* **Supplied data**:

>> Start

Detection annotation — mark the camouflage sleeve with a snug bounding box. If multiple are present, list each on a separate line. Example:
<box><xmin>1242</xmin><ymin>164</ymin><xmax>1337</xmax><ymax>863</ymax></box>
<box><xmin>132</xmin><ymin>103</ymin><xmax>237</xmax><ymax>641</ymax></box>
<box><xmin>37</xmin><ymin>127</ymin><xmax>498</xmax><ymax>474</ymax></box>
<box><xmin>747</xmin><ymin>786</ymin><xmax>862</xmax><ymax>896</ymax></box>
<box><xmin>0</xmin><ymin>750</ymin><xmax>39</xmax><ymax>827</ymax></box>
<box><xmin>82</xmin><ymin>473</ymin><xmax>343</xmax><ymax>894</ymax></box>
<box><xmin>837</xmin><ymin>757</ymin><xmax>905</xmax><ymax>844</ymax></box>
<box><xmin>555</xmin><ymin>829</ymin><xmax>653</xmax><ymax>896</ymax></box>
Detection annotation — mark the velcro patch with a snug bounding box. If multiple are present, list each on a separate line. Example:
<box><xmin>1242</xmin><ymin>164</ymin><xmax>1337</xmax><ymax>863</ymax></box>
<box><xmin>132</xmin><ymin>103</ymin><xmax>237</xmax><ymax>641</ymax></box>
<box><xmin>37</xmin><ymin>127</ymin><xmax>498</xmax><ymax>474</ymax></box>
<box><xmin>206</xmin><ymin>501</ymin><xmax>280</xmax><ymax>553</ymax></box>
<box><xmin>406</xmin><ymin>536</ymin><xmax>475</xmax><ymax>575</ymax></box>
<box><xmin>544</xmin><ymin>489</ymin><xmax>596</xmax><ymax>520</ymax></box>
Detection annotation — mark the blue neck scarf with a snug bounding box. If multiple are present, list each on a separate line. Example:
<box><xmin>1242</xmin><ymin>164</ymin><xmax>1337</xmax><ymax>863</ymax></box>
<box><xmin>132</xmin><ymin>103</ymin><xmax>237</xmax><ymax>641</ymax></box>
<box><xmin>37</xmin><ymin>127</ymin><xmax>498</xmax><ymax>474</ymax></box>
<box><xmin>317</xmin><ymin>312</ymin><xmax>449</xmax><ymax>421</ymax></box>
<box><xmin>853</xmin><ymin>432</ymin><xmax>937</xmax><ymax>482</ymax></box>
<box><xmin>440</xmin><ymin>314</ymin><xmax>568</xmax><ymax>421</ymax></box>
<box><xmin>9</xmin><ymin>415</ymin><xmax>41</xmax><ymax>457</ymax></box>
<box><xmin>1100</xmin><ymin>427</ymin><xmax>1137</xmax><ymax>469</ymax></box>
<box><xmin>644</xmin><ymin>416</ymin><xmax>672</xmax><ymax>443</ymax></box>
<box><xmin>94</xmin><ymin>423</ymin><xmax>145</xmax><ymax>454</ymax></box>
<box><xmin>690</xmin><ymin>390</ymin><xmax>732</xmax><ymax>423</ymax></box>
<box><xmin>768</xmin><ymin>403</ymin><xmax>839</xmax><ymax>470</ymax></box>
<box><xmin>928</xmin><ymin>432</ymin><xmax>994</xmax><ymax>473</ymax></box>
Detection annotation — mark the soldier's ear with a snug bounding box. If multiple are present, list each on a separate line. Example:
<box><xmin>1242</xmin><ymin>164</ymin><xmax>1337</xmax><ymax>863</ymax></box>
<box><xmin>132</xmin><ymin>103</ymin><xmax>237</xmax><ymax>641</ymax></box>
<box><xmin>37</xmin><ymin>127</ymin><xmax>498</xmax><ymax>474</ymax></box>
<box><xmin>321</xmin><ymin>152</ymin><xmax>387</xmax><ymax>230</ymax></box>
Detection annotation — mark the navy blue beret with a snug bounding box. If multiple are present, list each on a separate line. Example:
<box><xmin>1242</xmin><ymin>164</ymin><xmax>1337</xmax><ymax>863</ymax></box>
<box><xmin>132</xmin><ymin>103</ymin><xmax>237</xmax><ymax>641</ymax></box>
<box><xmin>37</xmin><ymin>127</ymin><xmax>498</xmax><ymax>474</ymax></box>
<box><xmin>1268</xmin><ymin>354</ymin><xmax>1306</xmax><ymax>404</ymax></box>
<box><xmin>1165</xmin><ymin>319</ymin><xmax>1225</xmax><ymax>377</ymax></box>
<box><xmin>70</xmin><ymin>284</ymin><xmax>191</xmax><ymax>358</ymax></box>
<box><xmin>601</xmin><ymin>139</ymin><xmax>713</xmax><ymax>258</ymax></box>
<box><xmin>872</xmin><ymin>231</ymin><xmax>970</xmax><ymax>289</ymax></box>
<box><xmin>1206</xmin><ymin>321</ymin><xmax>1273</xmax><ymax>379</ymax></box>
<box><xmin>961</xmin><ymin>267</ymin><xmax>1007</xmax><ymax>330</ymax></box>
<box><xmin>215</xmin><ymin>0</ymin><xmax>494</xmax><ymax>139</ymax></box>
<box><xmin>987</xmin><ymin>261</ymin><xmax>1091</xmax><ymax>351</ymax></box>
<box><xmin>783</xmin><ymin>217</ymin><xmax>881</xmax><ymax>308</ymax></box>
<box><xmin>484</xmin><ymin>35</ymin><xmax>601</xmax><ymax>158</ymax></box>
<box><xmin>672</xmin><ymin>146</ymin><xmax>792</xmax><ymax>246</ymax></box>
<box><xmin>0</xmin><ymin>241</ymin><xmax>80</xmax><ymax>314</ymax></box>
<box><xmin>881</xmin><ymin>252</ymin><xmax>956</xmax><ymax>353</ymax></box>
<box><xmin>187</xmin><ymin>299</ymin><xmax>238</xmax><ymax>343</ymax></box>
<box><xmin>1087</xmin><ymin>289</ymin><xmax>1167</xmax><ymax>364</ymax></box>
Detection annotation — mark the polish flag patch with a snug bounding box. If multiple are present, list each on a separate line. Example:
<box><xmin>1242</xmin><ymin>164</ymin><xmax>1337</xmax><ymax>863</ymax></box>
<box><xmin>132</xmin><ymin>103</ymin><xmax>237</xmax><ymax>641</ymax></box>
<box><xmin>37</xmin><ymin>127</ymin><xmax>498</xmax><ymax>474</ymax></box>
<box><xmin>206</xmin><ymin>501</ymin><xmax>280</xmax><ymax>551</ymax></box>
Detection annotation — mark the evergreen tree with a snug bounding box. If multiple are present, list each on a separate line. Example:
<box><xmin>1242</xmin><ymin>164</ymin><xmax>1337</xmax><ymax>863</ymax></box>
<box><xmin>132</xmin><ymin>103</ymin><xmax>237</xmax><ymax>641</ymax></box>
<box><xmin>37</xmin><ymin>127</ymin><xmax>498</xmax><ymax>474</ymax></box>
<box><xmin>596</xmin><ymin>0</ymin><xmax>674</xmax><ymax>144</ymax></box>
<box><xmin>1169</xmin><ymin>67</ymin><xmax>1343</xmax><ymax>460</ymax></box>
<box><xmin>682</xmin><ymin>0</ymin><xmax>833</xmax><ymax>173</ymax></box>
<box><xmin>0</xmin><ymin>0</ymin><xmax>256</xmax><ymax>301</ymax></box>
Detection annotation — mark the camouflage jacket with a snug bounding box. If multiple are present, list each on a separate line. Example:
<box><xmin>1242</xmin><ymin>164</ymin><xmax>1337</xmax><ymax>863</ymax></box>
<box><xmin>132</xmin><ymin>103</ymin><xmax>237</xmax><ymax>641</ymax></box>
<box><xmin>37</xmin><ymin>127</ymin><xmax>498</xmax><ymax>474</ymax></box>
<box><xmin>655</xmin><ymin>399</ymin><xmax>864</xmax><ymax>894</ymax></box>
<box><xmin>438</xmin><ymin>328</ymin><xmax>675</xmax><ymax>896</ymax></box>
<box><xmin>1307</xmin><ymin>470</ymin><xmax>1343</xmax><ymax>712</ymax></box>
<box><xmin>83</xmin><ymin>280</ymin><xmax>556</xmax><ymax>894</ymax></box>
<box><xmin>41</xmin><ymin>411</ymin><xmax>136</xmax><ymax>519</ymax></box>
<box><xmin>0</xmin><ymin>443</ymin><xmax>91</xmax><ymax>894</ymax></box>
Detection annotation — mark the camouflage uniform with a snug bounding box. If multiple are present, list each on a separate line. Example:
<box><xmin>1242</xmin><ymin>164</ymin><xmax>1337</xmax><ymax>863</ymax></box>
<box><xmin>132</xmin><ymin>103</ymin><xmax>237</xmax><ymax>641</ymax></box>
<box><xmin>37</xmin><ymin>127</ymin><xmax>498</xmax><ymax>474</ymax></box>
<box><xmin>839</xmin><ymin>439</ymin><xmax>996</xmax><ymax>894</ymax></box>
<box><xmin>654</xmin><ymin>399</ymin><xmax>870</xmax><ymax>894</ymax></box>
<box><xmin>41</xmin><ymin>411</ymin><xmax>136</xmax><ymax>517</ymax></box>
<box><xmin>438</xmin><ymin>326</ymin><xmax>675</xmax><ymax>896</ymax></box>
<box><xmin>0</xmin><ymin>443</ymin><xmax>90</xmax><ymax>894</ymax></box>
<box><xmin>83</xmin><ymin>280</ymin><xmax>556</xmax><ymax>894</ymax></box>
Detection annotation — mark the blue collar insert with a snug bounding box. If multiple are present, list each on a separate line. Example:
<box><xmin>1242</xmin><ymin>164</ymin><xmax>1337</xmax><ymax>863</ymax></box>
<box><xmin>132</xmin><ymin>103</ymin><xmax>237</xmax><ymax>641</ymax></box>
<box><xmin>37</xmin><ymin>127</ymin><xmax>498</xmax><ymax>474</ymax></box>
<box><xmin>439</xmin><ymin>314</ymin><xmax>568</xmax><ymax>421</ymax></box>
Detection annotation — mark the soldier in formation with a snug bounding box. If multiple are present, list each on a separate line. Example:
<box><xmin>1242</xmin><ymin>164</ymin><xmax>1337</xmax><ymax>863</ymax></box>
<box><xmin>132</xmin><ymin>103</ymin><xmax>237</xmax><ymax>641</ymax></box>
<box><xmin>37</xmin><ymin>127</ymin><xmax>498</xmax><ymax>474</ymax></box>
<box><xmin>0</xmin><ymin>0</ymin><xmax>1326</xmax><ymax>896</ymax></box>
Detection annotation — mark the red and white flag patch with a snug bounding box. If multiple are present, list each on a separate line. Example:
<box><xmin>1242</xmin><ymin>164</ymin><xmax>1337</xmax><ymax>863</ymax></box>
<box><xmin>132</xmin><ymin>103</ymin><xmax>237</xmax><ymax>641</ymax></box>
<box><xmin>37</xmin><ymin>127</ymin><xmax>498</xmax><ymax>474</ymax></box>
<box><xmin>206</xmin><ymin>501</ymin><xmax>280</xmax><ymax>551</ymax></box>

>> End

* **What the exercise asks**: Reproduce the records from the line containing "Detection annotation — mark the soldier in" through the end of the records, changing "snug" to "tight" and leaving everything else untouched.

* **Full output**:
Detection annotation — mark the soldier in formation with a tight bounding box. If multiple are present, list each on a separate line. Example:
<box><xmin>1242</xmin><ymin>164</ymin><xmax>1337</xmax><ymax>863</ymax></box>
<box><xmin>132</xmin><ymin>103</ymin><xmax>237</xmax><ymax>641</ymax></box>
<box><xmin>37</xmin><ymin>127</ymin><xmax>498</xmax><ymax>474</ymax></box>
<box><xmin>0</xmin><ymin>0</ymin><xmax>1326</xmax><ymax>896</ymax></box>
Detection annotation — mark the red and white flag patch with a tight bounding box. If multiple are present, list each on a separate line. Example:
<box><xmin>1242</xmin><ymin>164</ymin><xmax>1337</xmax><ymax>863</ymax></box>
<box><xmin>132</xmin><ymin>103</ymin><xmax>237</xmax><ymax>641</ymax></box>
<box><xmin>37</xmin><ymin>127</ymin><xmax>498</xmax><ymax>474</ymax></box>
<box><xmin>206</xmin><ymin>501</ymin><xmax>280</xmax><ymax>551</ymax></box>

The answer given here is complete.